Centre de dépressions atmosphériques où naissent les cyclones, cette bande de quelques centaines de kilomètres, située entre le 8° et le 3° nord, se caractérise par son alternance de calmes et de grains violents. Elle est le lieu de conflit entre les systèmes météorologiques des deux hémisphères. Au Nord souffle des alizés du nord-est vers le sud-ouest, au Sud des vents réguliers du sud-est vers le nord-ouest. Leur affrontement crée un no man’s land climatique fragile et fugace pour quiconque ose s’y risquer.

Le parcours du Vendée Globe 2024. – VENDEE GLOBE

« C’est lié à la polarité. Le pôle Nord fait tourner les systèmes météorologiques dans un sens, le Sud dans l’autre. C’est une zone dans laquelle la nature n’a pas tellement de règles », affirme auprès de TF1info le skipper Louis Burton (Bureau Vallée 3), qui relève pour la 4ᵉ fois le défi de la mythique course à la voile en solitaire, sans escale et sans assistance.

• _CONSIGNES_: Rédigez la suite du texte sur la bande de calmes et de grains que traverse le Vendée Globe, en reprenant après sa dernière phrase.

• _JEU DE DONNÉES_:
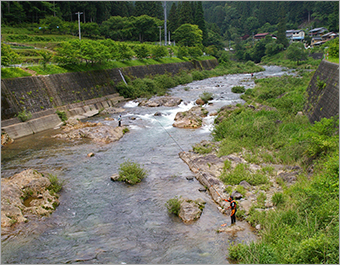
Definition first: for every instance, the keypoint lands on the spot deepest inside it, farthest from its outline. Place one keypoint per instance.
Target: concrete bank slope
(37, 93)
(48, 119)
(323, 92)
(81, 93)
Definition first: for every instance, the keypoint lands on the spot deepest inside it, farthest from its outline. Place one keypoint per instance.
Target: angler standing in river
(120, 120)
(233, 208)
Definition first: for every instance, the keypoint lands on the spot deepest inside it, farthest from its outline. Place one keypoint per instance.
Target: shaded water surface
(100, 221)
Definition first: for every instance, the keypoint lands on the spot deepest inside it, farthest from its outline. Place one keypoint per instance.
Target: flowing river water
(100, 221)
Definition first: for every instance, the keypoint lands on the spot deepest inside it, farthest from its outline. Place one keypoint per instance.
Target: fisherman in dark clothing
(233, 207)
(120, 120)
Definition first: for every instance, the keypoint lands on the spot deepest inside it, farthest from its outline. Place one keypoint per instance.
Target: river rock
(31, 186)
(230, 229)
(200, 101)
(236, 195)
(5, 139)
(191, 118)
(166, 101)
(245, 184)
(98, 132)
(190, 210)
(115, 177)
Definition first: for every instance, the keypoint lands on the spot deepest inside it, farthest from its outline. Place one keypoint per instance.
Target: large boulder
(25, 194)
(191, 118)
(166, 101)
(98, 132)
(190, 210)
(5, 139)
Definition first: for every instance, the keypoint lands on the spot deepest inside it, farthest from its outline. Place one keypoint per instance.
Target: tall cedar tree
(200, 22)
(281, 27)
(173, 18)
(185, 14)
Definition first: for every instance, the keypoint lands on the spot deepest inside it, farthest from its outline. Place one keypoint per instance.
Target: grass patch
(174, 205)
(238, 89)
(56, 185)
(13, 72)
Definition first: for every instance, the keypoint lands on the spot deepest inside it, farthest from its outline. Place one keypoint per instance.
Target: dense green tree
(141, 51)
(188, 35)
(68, 53)
(90, 29)
(113, 49)
(150, 8)
(124, 52)
(147, 28)
(185, 14)
(158, 52)
(118, 28)
(195, 52)
(12, 12)
(51, 24)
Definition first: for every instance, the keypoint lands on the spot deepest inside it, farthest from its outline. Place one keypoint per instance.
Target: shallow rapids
(100, 221)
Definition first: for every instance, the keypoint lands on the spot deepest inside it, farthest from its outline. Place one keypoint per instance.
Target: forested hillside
(238, 18)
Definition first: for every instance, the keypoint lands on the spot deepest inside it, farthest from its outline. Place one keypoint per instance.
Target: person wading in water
(233, 207)
(120, 120)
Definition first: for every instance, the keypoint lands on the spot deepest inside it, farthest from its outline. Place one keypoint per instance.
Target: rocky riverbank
(24, 195)
(97, 132)
(210, 167)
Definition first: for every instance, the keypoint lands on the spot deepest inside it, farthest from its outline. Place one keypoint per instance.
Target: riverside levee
(100, 221)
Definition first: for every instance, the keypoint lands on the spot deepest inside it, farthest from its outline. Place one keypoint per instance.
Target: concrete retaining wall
(323, 92)
(37, 93)
(77, 94)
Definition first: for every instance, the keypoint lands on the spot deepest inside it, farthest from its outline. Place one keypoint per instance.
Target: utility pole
(79, 13)
(165, 31)
(160, 36)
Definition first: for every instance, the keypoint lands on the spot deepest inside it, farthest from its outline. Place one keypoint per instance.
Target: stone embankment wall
(37, 93)
(75, 93)
(323, 92)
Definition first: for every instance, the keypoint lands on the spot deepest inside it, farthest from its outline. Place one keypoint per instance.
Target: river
(100, 221)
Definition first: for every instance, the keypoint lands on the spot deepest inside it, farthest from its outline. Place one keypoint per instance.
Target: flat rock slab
(96, 131)
(166, 101)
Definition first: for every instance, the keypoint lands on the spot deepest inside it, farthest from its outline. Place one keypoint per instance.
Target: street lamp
(79, 13)
(160, 36)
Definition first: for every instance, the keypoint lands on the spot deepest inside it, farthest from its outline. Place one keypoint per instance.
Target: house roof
(329, 34)
(261, 34)
(293, 30)
(317, 30)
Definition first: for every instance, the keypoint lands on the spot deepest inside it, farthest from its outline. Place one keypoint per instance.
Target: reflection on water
(100, 221)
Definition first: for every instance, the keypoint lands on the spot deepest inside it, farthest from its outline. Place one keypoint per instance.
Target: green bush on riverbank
(304, 228)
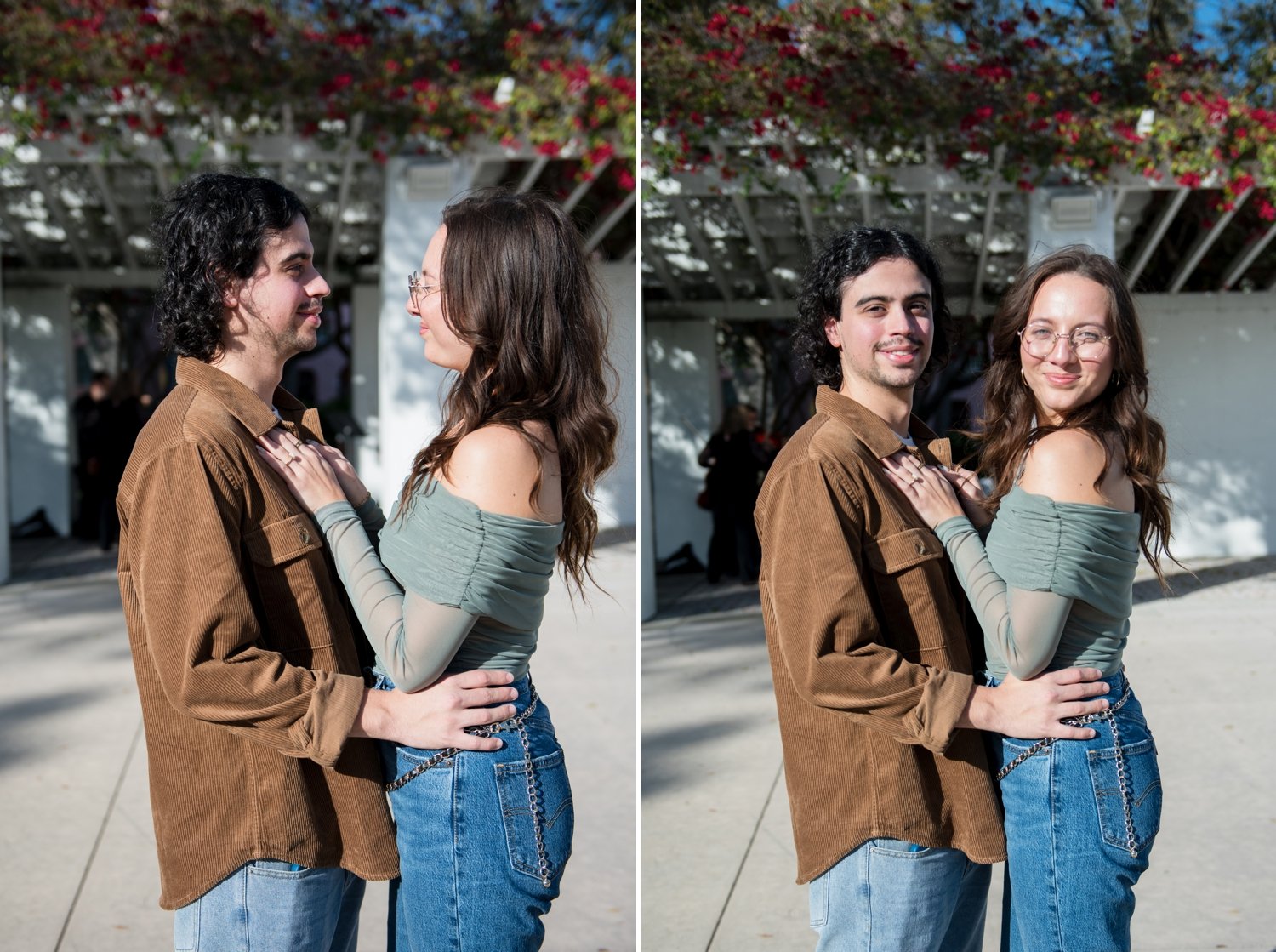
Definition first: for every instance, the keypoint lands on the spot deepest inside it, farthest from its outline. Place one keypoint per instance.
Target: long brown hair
(1118, 416)
(517, 288)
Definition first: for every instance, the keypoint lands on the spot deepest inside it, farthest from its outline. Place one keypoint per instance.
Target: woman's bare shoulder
(1064, 465)
(495, 469)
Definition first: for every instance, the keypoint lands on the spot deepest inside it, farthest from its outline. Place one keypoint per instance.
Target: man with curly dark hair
(893, 808)
(268, 804)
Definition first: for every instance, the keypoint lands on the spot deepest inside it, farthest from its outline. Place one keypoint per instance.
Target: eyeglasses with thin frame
(418, 291)
(1086, 342)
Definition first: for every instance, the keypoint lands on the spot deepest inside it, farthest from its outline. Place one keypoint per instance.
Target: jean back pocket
(1142, 791)
(554, 813)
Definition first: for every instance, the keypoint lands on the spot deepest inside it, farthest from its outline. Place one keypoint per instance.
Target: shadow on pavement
(45, 559)
(15, 739)
(1205, 577)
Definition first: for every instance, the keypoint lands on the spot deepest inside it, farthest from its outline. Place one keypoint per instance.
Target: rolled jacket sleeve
(199, 605)
(841, 650)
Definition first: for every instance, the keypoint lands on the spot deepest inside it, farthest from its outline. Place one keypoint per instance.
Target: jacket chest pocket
(908, 576)
(291, 581)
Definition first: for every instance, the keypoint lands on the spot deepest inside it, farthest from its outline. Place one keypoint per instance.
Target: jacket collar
(247, 406)
(874, 434)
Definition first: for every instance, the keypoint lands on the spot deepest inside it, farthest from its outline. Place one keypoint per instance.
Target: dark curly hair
(518, 288)
(211, 230)
(846, 255)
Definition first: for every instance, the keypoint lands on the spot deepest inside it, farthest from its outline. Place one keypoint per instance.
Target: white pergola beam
(663, 273)
(989, 217)
(347, 173)
(610, 222)
(584, 188)
(1240, 263)
(753, 234)
(15, 230)
(533, 173)
(59, 214)
(104, 188)
(721, 311)
(678, 204)
(760, 247)
(1154, 237)
(1205, 240)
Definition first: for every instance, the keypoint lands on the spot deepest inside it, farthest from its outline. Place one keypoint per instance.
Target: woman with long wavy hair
(505, 298)
(1048, 562)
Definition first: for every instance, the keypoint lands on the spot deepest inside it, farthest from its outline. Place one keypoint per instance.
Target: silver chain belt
(1122, 781)
(517, 724)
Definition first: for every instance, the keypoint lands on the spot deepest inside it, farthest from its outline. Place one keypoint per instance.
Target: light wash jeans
(467, 841)
(895, 896)
(270, 906)
(1071, 872)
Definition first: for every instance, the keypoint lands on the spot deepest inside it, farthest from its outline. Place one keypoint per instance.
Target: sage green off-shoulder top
(453, 589)
(1053, 586)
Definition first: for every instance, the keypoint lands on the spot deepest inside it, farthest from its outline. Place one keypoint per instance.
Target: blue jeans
(467, 839)
(1071, 870)
(898, 896)
(270, 906)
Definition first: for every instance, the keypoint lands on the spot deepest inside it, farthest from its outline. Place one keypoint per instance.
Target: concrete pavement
(717, 857)
(79, 864)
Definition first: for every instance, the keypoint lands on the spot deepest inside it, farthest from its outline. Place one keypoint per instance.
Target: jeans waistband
(1117, 684)
(523, 686)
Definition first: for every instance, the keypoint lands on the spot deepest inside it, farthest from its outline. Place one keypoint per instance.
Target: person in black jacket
(738, 459)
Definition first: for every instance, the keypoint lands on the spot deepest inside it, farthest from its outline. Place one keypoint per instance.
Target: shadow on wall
(679, 428)
(37, 419)
(1222, 508)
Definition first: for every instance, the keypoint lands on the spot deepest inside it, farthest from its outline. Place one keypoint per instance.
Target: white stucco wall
(681, 364)
(37, 397)
(618, 492)
(364, 354)
(1211, 360)
(408, 385)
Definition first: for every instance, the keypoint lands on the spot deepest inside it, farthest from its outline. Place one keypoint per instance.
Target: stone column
(683, 406)
(37, 397)
(408, 387)
(1068, 216)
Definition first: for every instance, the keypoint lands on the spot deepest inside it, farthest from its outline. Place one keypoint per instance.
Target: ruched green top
(1082, 554)
(467, 591)
(497, 567)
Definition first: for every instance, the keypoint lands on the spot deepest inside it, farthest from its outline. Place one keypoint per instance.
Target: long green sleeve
(1021, 628)
(415, 638)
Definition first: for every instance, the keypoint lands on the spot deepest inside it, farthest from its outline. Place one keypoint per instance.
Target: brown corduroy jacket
(869, 655)
(244, 653)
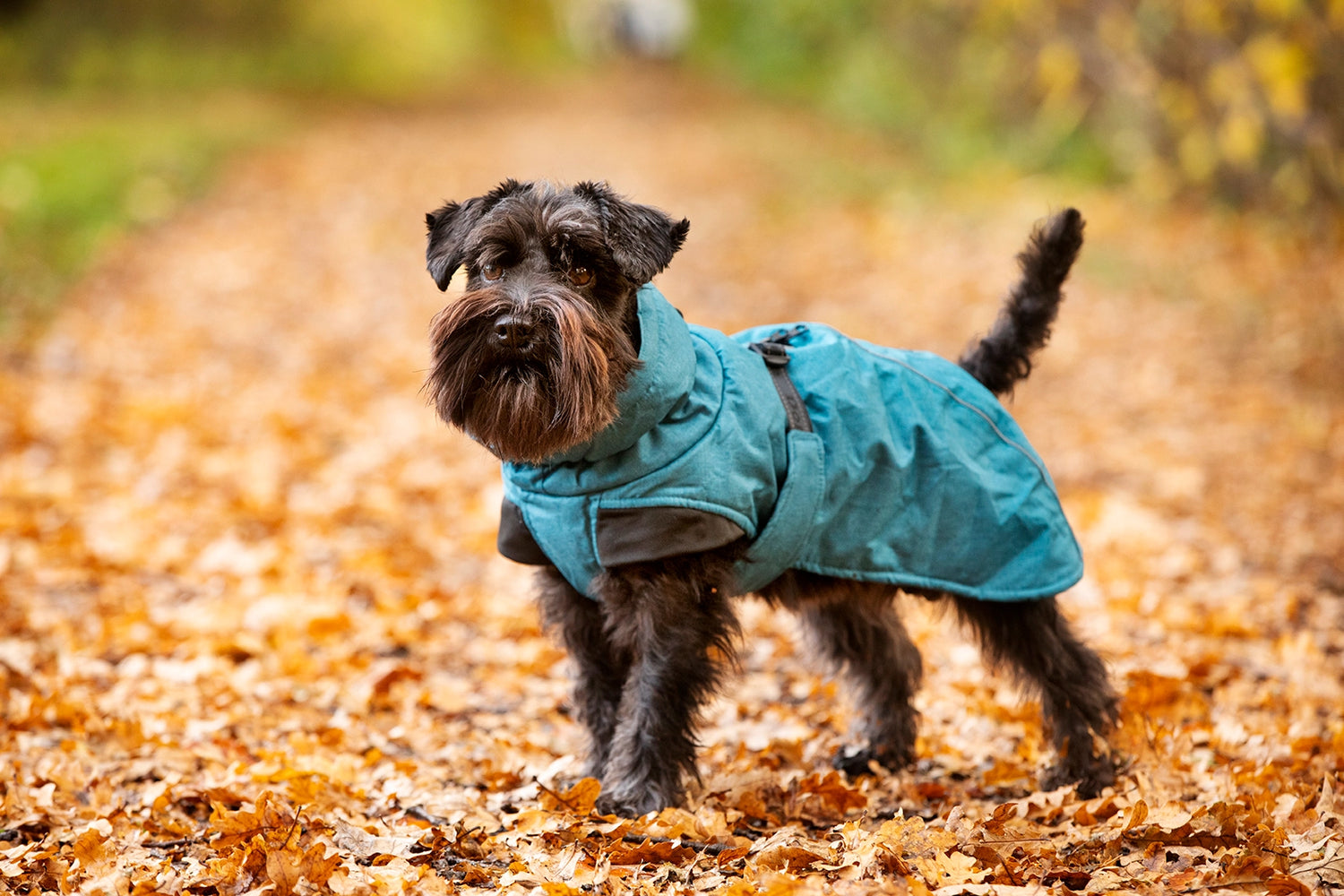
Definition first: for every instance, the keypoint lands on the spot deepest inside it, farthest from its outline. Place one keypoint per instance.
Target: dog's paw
(634, 801)
(1089, 780)
(868, 761)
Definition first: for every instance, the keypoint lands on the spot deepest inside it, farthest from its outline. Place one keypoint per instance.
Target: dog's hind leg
(1032, 640)
(854, 626)
(675, 621)
(602, 668)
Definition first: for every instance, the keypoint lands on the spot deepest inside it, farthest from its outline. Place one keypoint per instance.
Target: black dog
(554, 360)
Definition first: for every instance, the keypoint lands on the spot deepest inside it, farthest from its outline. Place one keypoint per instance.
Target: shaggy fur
(530, 363)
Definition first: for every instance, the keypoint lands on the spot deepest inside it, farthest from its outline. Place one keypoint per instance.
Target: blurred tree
(1236, 99)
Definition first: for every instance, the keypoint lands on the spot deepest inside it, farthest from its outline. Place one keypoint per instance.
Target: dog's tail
(1003, 358)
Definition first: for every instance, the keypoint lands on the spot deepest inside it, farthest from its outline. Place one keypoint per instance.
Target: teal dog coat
(890, 466)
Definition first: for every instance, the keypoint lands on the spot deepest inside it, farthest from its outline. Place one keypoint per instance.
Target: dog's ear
(449, 226)
(642, 238)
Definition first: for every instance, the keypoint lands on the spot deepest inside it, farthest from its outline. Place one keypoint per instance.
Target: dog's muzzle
(515, 332)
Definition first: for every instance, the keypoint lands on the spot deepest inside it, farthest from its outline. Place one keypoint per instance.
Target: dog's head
(531, 358)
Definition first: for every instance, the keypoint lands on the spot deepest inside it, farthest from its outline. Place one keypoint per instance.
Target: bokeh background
(253, 625)
(116, 112)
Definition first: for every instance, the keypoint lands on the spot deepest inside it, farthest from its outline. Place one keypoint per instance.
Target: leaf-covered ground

• _CORRIGÉ_:
On retrouve un peu l’esprit des grands voyages océaniques

Louis Burton, skipper Bureau Vallée 3

Dans cette partie « tampon », les températures élevées de l’eau (27 à 29°C) et de l’air (35 à 40°C) font grimper le taux d’humidité, proche de 100%. Cette très forte évaporation avantage la formation de cumulonimbus, de gros nuages à la forme d’enclume en haute altitude, très noirs à la base, qui chargent le ciel. Ils occasionnent par roulement des pluies diluviennes, des violents orages, des grains éphémères et des calmes plats. « On n’est pas capable de prévoir au niveau des modèles météorologiques ce qu’il va se passer dans cette zone. On retrouve un peu l’esprit des grands voyages océaniques du XVe au XIXe siècle, quand les marins partaient dans une forme d’inconnu », confie le navigateur de 39 ans, originaire d’Ivry-sur-Seine, en région parisienne.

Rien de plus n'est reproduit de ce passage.